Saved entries
◇ ◇ ◇ ◇
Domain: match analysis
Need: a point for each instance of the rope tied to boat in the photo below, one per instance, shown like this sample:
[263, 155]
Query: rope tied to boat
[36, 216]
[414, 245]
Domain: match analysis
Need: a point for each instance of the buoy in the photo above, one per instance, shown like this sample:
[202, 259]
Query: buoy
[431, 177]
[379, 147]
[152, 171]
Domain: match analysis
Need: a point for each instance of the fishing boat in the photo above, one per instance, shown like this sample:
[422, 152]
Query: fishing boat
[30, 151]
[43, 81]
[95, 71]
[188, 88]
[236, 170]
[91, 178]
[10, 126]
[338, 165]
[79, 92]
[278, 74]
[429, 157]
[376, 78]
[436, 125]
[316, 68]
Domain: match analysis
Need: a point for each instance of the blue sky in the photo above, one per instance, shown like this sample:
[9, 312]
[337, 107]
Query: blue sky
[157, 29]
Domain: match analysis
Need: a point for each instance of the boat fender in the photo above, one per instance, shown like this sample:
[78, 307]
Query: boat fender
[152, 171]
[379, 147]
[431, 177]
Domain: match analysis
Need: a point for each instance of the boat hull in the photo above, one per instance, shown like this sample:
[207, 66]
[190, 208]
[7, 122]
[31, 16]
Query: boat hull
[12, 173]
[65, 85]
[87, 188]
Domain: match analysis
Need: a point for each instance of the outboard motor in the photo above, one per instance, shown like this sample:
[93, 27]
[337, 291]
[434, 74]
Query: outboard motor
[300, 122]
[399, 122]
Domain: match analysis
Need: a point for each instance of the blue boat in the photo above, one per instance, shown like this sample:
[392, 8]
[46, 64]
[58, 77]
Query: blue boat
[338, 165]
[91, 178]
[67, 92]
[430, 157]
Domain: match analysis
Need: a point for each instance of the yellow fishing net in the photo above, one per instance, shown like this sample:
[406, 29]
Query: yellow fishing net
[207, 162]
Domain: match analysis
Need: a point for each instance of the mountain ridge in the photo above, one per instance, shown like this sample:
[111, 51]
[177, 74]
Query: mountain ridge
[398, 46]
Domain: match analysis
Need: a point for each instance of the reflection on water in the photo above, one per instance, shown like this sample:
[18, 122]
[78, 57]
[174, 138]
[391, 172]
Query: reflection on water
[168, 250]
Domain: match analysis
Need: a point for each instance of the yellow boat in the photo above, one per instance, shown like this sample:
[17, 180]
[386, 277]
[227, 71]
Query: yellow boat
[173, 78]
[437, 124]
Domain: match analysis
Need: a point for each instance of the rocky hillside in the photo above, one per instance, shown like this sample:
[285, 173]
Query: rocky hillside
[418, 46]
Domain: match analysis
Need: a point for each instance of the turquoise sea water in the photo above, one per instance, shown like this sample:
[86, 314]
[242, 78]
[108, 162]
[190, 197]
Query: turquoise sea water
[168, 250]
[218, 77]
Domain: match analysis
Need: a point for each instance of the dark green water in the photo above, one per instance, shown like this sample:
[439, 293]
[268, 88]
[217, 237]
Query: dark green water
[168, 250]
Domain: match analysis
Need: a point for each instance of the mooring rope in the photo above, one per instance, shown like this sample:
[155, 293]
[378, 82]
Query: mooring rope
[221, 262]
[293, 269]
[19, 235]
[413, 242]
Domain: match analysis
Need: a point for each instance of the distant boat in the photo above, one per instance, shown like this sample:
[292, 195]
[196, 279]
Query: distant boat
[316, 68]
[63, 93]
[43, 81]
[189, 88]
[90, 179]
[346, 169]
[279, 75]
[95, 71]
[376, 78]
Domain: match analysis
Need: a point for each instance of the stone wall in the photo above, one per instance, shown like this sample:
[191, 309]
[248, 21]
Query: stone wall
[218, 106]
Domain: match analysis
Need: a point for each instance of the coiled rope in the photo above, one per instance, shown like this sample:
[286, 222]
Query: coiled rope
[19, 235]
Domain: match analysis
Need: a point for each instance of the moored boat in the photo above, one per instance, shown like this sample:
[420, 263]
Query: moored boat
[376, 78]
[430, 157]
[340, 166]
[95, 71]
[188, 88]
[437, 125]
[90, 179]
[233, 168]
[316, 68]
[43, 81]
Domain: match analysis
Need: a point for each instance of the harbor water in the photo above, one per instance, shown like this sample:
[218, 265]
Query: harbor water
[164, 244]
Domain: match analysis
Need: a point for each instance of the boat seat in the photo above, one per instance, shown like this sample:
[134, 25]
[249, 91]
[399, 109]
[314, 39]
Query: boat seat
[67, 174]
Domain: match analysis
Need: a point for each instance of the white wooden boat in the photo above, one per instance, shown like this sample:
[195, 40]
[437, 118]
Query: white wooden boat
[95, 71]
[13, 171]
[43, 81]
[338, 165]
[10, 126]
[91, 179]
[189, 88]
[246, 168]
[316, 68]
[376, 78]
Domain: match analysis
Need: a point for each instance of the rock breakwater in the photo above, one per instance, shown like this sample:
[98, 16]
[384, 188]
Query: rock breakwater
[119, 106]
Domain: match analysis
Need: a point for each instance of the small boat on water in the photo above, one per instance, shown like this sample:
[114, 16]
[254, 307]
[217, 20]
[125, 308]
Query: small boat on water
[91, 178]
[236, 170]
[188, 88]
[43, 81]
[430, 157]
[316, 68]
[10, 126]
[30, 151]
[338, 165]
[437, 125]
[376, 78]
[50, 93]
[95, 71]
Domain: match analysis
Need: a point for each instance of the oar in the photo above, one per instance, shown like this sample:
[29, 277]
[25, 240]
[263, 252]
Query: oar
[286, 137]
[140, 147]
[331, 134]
◇ ◇ ◇ ◇
• [EXERCISE REQUIREMENTS]
Transcribe all records exactly as written.

• [TASK RESPONSE]
Domain: match analysis
Need: a point for each instance of the rope tied to boat in the photo below, one per instance, shown like this sample:
[263, 155]
Query: rope tied to boat
[36, 216]
[414, 245]
Domain: match analysis
Need: a point for each instance of the buoy in the photo above, one per instance, shown like this sample:
[202, 259]
Query: buoy
[431, 177]
[379, 147]
[152, 171]
Domain: match analysis
Need: a point for each instance of the fishing boat in the photo above, one per instance, shown like this sample:
[422, 152]
Query: fishing boat
[30, 151]
[43, 81]
[95, 71]
[188, 88]
[236, 170]
[91, 178]
[10, 126]
[338, 165]
[79, 92]
[278, 74]
[429, 157]
[376, 78]
[436, 125]
[316, 68]
Domain: match analysis
Need: a point for each instance of the blue sky in the photo above, one per instance, shown like this sample:
[9, 312]
[337, 107]
Query: blue sky
[157, 29]
Domain: match analysis
Need: a point for each instance of the boat fender in the photo above, one per instance, shown like this sample:
[78, 307]
Query: boat fender
[152, 171]
[379, 147]
[431, 177]
Domain: match analysis
Need: a point for each instance of the boat hull in the photo above, one per instance, shown like this sample:
[207, 66]
[190, 208]
[7, 122]
[31, 16]
Query: boat hull
[12, 173]
[65, 85]
[87, 188]
Domain: match analysis
Need: a point for each instance of the outboard motor in the photo above, one per instance, shown like this sample:
[93, 27]
[337, 291]
[434, 74]
Query: outboard motor
[300, 122]
[399, 122]
Domain: match analysis
Need: a point for each instance of the blue boat in the photo above, one per instance, shown like this sample:
[392, 8]
[46, 64]
[58, 77]
Query: blue boat
[338, 165]
[91, 178]
[67, 92]
[430, 157]
Domain: match analysis
Need: a point for each instance of the yellow fishing net in the photo above, one per instance, shown like this sample:
[406, 29]
Query: yellow fishing net
[207, 162]
Domain: match analysis
Need: a point for each instance of the mountain ridge in the photo above, one per instance, shown like this sample:
[111, 51]
[177, 74]
Query: mountain ridge
[398, 46]
Domain: match analysis
Need: a point for each instance of the reflection on water in the photo above, one per instance, shown like this sample:
[18, 122]
[78, 57]
[174, 138]
[391, 172]
Query: reflection on water
[168, 250]
Domain: match analysis
Need: a point for each instance of the yellow boat in the photo above, one per instance, shown like this sample:
[17, 180]
[386, 277]
[227, 71]
Query: yellow boat
[173, 78]
[437, 124]
Domain: match analysis
Need: a point for each instance of the rocky hillside in the photo above, one per instance, shown like this sample:
[285, 173]
Query: rocky hillside
[418, 46]
Domain: match analysis
Need: a point for each instance of the turquoise sea water in the photo above, one per instance, shown like this sample:
[86, 314]
[242, 78]
[108, 162]
[190, 197]
Query: turquoise sea water
[168, 250]
[218, 77]
Domain: match analysis
Need: a point for each instance of the dark green water in the photo above, one per instance, shown like this sample:
[439, 293]
[268, 88]
[217, 237]
Query: dark green water
[168, 250]
Domain: match analysis
Need: a point for each instance of the mooring rope in the photo above, one per instance, shown like this sample:
[155, 293]
[378, 82]
Query: mooring rope
[221, 262]
[293, 269]
[19, 235]
[413, 242]
Domain: match analysis
Need: a point for each instance of the distant boat in the photo above, one per instance, shown like this sample:
[292, 195]
[196, 279]
Query: distant boat
[316, 68]
[63, 93]
[43, 81]
[189, 88]
[90, 179]
[346, 169]
[279, 75]
[95, 71]
[376, 78]
Domain: match analysis
Need: a point for each instance of the stone wall in the photo above, one per instance, shown like this sample:
[191, 309]
[248, 21]
Query: stone wall
[218, 106]
Domain: match analysis
Need: a point for each instance of the coiled rope in the photo above, one per instance, shown like this sample:
[286, 222]
Query: coiled rope
[19, 235]
Domain: match analysis
Need: a point for each instance of the moored boat in the photo above, one per instance, shown like this sample:
[420, 263]
Query: moored boat
[376, 78]
[430, 157]
[340, 166]
[95, 71]
[188, 88]
[437, 125]
[90, 179]
[233, 168]
[316, 68]
[43, 81]
Domain: match analysis
Need: a point for each instance of the harbor water in the photo above, one per instance, shown like this sample:
[218, 265]
Query: harbor water
[164, 244]
Domain: match analysis
Need: a point for each instance of the boat seat in the photo above, one per instance, shown like this sample:
[134, 25]
[249, 91]
[399, 109]
[314, 39]
Query: boat seat
[67, 174]
Domain: match analysis
Need: a point for each instance of the white wooden boat in the photo above, one per instance, shown like this sample:
[195, 40]
[437, 118]
Query: white wooden boat
[95, 71]
[13, 171]
[43, 81]
[338, 165]
[10, 126]
[91, 179]
[189, 88]
[246, 168]
[316, 68]
[376, 78]
Domain: match analysis
Need: a point for each instance of the rock breakwater in the photo above, one per instance, shown like this sample:
[98, 16]
[384, 188]
Query: rock breakwater
[119, 106]
Domain: match analysis
Need: a point for each instance of the small boat on water in the photo above, one per instance, shown like this sample:
[114, 16]
[254, 307]
[217, 20]
[125, 308]
Query: small boat on water
[91, 178]
[236, 170]
[188, 88]
[43, 81]
[430, 157]
[316, 68]
[10, 126]
[30, 151]
[338, 165]
[437, 125]
[376, 78]
[50, 93]
[95, 71]
Domain: match analysis
Need: a point for each instance of the oar in the photo above, one per instance, shown like this sample:
[29, 277]
[25, 240]
[263, 252]
Query: oar
[286, 137]
[140, 147]
[331, 134]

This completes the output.